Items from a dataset
☆ ☆ ☆
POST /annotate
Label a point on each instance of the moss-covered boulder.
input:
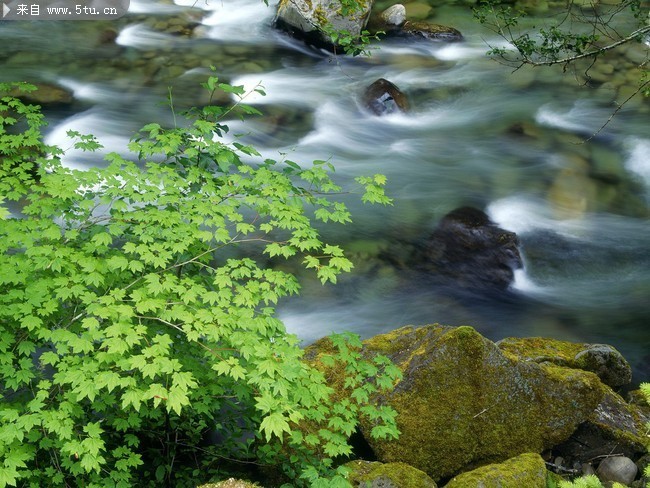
(231, 483)
(613, 427)
(307, 19)
(602, 359)
(526, 470)
(368, 474)
(463, 403)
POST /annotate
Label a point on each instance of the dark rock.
(46, 94)
(470, 249)
(426, 30)
(614, 427)
(620, 469)
(383, 97)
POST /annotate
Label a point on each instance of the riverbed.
(527, 146)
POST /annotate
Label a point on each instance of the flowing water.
(514, 143)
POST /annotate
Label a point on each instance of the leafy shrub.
(136, 317)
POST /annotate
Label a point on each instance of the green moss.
(602, 359)
(400, 475)
(540, 349)
(527, 470)
(231, 483)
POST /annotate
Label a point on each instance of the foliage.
(580, 32)
(592, 481)
(136, 304)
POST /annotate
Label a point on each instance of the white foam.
(142, 37)
(90, 122)
(638, 160)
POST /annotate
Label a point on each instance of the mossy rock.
(526, 470)
(463, 403)
(601, 359)
(613, 427)
(231, 483)
(366, 474)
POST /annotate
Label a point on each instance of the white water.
(586, 275)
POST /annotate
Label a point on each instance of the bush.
(130, 326)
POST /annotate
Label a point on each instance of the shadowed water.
(516, 144)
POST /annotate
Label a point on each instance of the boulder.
(526, 470)
(601, 359)
(305, 19)
(231, 483)
(383, 97)
(614, 427)
(368, 474)
(393, 17)
(619, 469)
(45, 94)
(471, 251)
(463, 403)
(425, 30)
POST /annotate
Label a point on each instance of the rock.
(46, 94)
(614, 427)
(434, 32)
(601, 359)
(231, 483)
(418, 11)
(471, 250)
(304, 19)
(390, 475)
(383, 97)
(620, 469)
(393, 17)
(526, 470)
(462, 402)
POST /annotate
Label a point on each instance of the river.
(517, 144)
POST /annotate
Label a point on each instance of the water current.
(516, 144)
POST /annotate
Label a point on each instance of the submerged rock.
(305, 19)
(462, 402)
(383, 97)
(390, 475)
(526, 470)
(393, 17)
(434, 32)
(471, 250)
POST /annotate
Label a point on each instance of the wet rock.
(463, 403)
(526, 470)
(46, 94)
(434, 32)
(304, 19)
(471, 250)
(601, 359)
(620, 469)
(393, 17)
(573, 192)
(613, 427)
(383, 97)
(390, 475)
(418, 11)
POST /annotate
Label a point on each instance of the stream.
(518, 144)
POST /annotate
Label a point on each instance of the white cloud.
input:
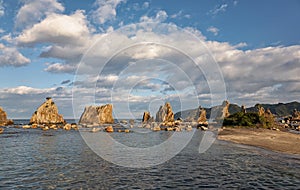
(161, 16)
(213, 30)
(176, 15)
(34, 10)
(218, 9)
(2, 9)
(60, 68)
(10, 56)
(106, 11)
(145, 5)
(57, 28)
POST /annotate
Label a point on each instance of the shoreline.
(277, 141)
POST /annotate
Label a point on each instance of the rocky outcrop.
(97, 115)
(243, 109)
(146, 116)
(202, 116)
(3, 118)
(225, 110)
(269, 118)
(165, 115)
(47, 113)
(296, 115)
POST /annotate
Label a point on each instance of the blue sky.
(255, 44)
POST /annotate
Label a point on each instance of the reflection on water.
(61, 159)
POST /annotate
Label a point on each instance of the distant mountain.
(194, 113)
(280, 109)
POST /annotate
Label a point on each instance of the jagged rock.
(26, 127)
(3, 118)
(296, 114)
(146, 117)
(225, 112)
(97, 115)
(261, 110)
(165, 115)
(269, 118)
(124, 121)
(47, 113)
(94, 130)
(202, 116)
(189, 128)
(156, 127)
(109, 129)
(243, 109)
(67, 127)
(131, 121)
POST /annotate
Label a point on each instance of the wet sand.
(277, 141)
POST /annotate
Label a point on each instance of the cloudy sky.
(139, 54)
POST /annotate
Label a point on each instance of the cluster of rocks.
(46, 127)
(3, 118)
(47, 113)
(292, 122)
(97, 115)
(165, 120)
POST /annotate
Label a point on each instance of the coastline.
(277, 141)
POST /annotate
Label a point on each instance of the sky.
(139, 54)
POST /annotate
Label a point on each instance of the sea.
(36, 159)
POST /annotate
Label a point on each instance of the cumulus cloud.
(60, 68)
(2, 9)
(106, 10)
(58, 29)
(160, 17)
(34, 10)
(213, 30)
(218, 9)
(145, 5)
(10, 56)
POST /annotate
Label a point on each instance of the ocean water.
(61, 160)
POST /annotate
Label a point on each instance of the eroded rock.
(165, 115)
(3, 118)
(47, 113)
(97, 115)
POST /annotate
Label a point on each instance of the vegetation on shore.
(251, 119)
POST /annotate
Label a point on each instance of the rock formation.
(165, 115)
(97, 115)
(146, 116)
(296, 114)
(269, 118)
(261, 110)
(202, 116)
(3, 118)
(225, 112)
(47, 113)
(243, 109)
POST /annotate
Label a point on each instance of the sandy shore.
(277, 141)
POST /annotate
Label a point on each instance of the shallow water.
(61, 159)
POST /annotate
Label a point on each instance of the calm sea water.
(61, 160)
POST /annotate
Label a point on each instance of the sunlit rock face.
(47, 113)
(202, 116)
(3, 118)
(97, 115)
(146, 116)
(165, 114)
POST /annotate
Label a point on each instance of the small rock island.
(47, 113)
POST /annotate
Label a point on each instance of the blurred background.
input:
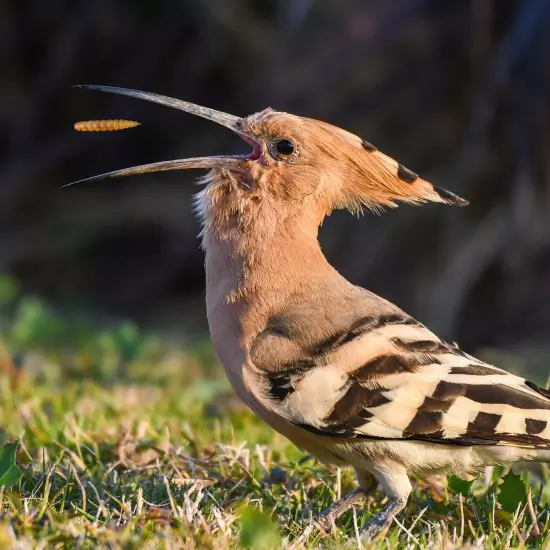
(458, 91)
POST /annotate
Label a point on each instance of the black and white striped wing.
(391, 378)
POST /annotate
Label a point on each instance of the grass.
(127, 442)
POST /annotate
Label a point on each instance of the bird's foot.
(324, 521)
(383, 519)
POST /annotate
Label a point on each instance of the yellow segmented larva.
(105, 125)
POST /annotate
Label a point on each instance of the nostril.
(256, 153)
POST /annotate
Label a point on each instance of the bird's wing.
(389, 377)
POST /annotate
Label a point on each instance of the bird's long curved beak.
(232, 122)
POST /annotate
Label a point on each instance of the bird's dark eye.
(284, 147)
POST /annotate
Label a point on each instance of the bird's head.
(296, 161)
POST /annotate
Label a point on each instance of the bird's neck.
(256, 245)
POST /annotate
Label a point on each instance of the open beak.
(232, 122)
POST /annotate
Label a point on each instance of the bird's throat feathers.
(253, 240)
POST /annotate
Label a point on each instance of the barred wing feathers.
(388, 377)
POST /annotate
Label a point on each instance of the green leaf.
(257, 530)
(459, 486)
(512, 492)
(10, 473)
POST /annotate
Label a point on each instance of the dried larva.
(105, 125)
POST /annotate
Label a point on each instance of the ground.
(128, 441)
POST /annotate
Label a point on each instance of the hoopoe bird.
(344, 374)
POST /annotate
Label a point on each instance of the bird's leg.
(397, 487)
(325, 519)
(383, 518)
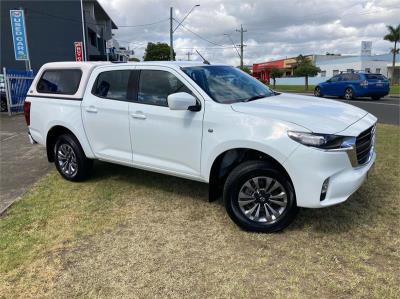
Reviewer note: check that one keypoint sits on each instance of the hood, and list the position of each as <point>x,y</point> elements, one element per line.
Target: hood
<point>315,114</point>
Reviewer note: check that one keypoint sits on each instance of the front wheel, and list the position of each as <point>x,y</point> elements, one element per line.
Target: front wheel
<point>70,159</point>
<point>259,198</point>
<point>348,94</point>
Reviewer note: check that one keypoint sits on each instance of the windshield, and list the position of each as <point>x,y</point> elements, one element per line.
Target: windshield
<point>226,84</point>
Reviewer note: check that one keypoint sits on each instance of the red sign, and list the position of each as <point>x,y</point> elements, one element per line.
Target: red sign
<point>78,51</point>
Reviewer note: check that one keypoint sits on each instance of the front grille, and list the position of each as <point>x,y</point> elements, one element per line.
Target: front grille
<point>364,145</point>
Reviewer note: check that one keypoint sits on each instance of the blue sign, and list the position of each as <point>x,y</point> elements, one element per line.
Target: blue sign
<point>19,35</point>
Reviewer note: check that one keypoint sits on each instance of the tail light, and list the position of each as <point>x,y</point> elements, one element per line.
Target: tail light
<point>27,112</point>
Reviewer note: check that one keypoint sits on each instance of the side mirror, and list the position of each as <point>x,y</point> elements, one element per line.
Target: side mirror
<point>181,101</point>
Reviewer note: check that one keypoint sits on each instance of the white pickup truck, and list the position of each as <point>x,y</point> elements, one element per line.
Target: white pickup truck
<point>267,153</point>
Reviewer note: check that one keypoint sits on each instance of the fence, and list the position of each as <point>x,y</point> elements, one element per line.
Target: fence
<point>17,84</point>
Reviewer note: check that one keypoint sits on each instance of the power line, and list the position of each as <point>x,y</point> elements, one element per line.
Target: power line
<point>143,25</point>
<point>198,35</point>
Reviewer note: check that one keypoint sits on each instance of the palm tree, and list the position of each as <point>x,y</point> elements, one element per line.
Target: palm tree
<point>394,37</point>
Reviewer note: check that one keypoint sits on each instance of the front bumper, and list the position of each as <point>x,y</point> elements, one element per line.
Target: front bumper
<point>309,168</point>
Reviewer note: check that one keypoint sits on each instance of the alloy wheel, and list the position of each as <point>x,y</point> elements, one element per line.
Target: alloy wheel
<point>67,160</point>
<point>262,199</point>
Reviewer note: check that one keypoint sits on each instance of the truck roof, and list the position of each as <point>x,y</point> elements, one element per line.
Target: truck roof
<point>88,66</point>
<point>92,64</point>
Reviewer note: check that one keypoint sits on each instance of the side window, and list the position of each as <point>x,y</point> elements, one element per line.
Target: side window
<point>62,81</point>
<point>155,86</point>
<point>334,78</point>
<point>112,85</point>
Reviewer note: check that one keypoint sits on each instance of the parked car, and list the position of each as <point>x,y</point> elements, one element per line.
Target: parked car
<point>354,84</point>
<point>267,153</point>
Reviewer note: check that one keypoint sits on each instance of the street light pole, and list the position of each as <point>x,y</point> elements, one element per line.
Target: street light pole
<point>241,44</point>
<point>171,30</point>
<point>171,34</point>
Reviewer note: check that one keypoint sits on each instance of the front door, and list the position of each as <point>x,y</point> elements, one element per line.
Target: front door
☆ ☆ ☆
● What you have to do
Every line of the records above where the string "door" is found should be copied.

● Your response
Reviewer note: check that one keypoint sits on each instance of the front door, and list the position of each as <point>x,y</point> elements, one element per line.
Target: front door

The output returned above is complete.